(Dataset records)
################
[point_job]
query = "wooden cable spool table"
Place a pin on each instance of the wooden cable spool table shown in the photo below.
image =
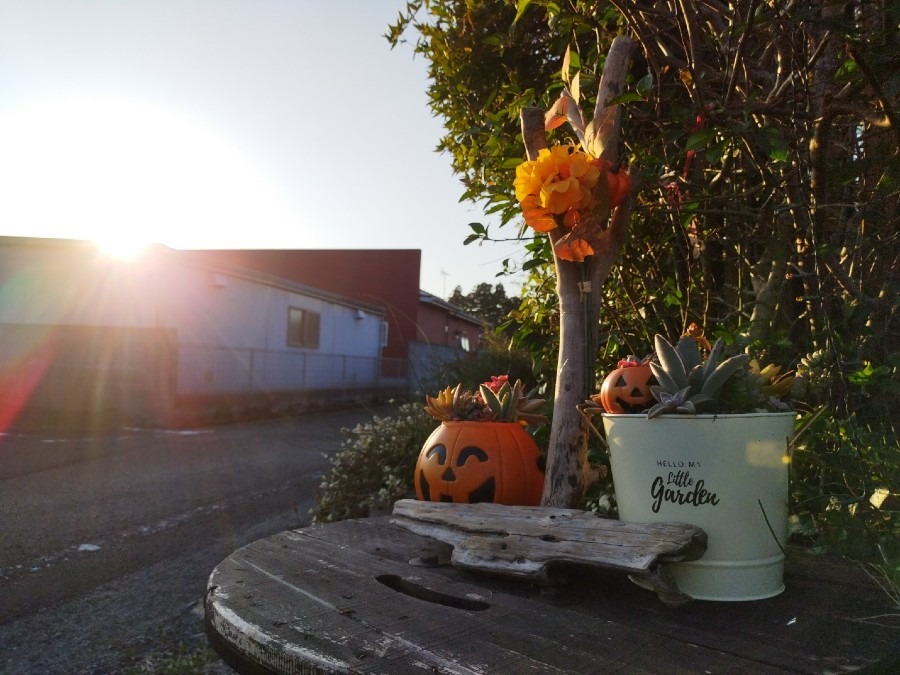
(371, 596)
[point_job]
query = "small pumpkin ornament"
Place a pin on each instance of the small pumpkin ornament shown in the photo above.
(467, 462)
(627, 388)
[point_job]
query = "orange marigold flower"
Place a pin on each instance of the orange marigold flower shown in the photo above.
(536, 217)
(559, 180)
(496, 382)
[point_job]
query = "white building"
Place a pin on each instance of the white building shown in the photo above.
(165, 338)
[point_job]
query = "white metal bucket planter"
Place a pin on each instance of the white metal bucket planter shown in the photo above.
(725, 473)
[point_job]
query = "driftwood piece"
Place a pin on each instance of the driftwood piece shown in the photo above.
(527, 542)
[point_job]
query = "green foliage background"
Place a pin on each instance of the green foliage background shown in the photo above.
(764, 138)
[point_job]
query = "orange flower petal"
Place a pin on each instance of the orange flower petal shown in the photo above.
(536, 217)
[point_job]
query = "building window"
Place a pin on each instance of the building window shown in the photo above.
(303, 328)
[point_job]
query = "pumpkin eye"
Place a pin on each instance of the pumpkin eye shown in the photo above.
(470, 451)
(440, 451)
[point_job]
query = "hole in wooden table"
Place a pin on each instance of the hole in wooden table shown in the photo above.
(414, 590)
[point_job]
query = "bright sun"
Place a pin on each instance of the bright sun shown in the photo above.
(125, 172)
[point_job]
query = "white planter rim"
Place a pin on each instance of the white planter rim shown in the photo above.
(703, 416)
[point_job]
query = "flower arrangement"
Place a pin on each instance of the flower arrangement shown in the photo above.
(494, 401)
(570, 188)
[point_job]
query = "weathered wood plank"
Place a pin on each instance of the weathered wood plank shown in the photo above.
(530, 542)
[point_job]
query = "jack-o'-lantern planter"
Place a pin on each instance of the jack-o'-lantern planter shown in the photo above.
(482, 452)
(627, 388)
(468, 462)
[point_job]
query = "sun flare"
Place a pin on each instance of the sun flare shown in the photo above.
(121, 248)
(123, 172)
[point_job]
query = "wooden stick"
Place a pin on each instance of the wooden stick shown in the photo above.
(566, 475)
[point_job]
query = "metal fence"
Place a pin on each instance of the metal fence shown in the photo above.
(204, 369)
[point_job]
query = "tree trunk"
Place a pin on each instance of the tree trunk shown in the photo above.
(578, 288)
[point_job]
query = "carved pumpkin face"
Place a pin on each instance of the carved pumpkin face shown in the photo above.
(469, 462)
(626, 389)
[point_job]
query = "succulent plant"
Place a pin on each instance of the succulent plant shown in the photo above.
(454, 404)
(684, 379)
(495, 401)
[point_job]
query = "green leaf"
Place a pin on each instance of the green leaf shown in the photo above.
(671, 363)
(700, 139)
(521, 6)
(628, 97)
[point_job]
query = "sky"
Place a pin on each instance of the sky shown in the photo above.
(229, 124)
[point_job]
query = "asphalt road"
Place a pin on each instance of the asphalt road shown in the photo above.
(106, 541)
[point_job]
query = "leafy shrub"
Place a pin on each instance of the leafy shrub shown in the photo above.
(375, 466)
################
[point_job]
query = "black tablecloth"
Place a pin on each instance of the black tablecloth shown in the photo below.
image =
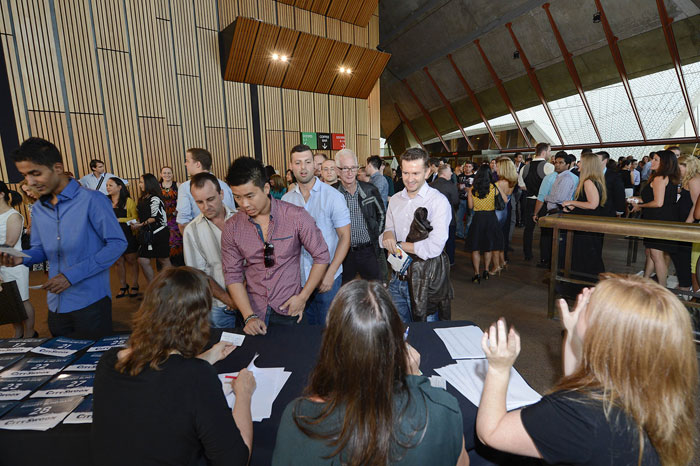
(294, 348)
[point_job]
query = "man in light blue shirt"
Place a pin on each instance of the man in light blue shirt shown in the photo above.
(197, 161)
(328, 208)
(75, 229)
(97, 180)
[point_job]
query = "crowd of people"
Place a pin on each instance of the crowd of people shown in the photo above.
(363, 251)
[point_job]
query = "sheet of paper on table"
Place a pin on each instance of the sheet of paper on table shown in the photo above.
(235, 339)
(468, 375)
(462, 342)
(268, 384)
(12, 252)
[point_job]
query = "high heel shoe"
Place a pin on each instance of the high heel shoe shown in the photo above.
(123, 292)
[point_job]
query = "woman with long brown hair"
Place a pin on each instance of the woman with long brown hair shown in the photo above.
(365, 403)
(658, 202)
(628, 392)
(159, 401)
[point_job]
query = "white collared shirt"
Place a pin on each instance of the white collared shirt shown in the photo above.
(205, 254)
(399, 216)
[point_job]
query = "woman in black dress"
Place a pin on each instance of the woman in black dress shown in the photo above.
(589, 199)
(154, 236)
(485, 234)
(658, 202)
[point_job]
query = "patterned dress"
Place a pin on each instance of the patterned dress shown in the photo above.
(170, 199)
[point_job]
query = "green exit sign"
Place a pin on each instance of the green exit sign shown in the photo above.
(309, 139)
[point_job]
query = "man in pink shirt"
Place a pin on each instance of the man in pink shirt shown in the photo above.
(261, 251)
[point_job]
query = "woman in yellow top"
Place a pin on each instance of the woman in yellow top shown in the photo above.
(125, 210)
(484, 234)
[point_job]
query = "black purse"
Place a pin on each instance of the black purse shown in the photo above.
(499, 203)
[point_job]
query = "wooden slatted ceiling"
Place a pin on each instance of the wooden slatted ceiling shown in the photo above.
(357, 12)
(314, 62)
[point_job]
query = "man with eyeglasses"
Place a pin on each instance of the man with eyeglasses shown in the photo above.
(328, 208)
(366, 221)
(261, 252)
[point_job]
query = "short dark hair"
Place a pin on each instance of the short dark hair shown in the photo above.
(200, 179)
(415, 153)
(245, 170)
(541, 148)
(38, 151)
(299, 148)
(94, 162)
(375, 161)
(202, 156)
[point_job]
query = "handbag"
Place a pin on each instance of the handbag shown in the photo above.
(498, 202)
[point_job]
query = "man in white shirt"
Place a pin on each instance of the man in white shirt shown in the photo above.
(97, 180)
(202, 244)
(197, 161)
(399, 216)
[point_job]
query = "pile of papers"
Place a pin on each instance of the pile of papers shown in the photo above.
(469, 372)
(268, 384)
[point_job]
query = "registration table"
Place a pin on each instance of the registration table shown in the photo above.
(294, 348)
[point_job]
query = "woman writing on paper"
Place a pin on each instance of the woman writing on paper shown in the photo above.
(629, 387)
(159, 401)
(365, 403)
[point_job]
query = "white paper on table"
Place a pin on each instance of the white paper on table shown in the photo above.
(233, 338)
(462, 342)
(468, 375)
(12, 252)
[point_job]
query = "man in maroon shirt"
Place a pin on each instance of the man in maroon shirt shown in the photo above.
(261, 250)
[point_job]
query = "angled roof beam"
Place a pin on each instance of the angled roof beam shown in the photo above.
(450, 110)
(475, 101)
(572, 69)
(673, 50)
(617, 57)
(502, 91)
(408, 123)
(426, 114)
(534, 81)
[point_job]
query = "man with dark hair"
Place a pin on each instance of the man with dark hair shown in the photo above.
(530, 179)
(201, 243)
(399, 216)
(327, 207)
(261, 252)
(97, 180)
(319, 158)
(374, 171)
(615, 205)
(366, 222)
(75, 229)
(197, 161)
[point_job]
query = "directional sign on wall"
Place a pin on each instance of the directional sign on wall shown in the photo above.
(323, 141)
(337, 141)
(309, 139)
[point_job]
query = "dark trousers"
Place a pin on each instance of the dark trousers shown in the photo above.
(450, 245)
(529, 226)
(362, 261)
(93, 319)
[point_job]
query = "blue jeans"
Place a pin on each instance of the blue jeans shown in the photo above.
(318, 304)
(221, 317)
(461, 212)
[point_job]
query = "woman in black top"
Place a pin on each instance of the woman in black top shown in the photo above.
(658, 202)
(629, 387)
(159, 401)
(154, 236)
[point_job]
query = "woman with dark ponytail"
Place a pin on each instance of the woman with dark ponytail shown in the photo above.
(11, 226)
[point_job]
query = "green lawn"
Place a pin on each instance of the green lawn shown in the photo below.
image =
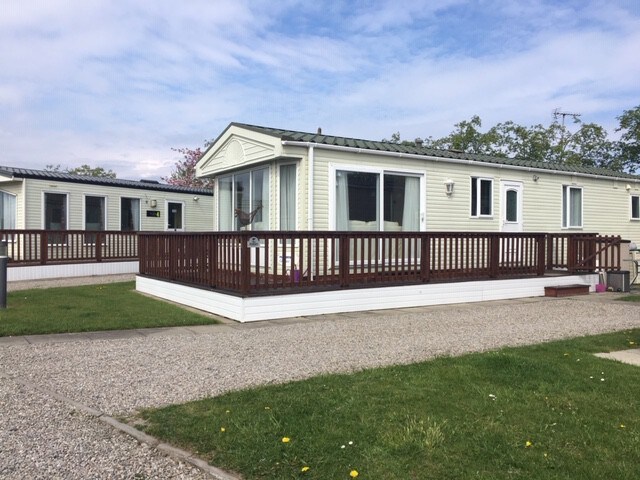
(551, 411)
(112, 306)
################
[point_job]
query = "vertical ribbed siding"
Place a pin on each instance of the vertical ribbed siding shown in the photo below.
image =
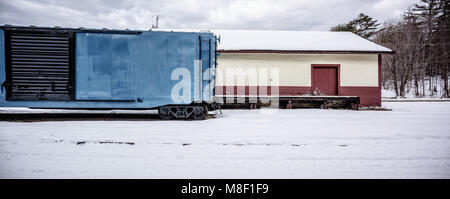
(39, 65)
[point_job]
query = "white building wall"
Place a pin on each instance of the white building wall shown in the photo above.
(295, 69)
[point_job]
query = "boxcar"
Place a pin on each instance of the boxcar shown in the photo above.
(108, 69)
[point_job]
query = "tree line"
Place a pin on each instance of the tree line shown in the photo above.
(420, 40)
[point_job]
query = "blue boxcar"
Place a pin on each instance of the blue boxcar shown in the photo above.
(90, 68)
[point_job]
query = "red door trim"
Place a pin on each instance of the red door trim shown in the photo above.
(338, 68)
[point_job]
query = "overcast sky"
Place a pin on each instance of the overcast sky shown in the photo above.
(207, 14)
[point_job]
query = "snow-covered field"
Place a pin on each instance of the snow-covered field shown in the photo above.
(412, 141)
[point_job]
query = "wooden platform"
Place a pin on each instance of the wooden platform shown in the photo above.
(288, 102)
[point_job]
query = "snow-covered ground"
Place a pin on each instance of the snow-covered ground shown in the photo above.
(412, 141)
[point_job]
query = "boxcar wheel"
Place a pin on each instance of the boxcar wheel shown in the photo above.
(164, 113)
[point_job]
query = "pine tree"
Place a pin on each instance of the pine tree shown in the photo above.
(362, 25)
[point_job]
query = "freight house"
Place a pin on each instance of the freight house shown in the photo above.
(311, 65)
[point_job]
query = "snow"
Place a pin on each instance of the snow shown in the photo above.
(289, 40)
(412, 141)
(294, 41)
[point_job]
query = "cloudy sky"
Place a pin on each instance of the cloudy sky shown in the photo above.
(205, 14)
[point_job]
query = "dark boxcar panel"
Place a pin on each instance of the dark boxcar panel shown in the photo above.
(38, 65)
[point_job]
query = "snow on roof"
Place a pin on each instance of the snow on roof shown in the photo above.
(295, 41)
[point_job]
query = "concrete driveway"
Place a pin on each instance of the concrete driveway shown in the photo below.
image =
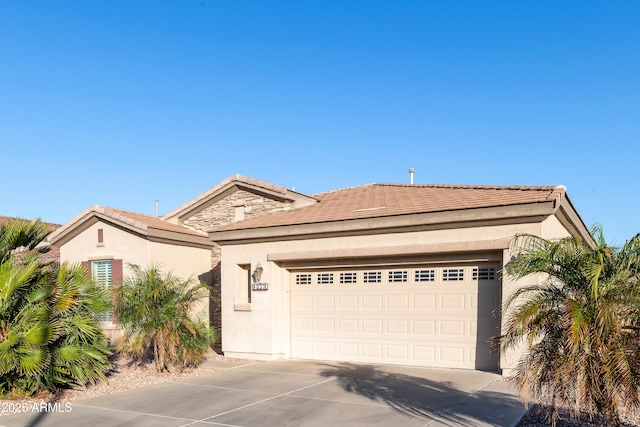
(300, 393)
################
• ASSIGNED TASK: Work through the data above line by line and give the number of lines in which "below" occurs. Add nothing else.

• OUTPUT: 5